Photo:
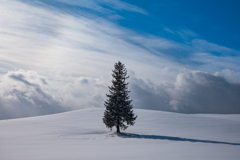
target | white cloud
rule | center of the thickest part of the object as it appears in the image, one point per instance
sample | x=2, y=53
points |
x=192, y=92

----------------------------------------

Task -
Reproduce each line of the entries above verbatim, leaving out the pictures.

The completed task -
Photo:
target | white cloud
rule | center of the thickest part of the object as it appears in the image, one point per instance
sample | x=2, y=53
points |
x=192, y=92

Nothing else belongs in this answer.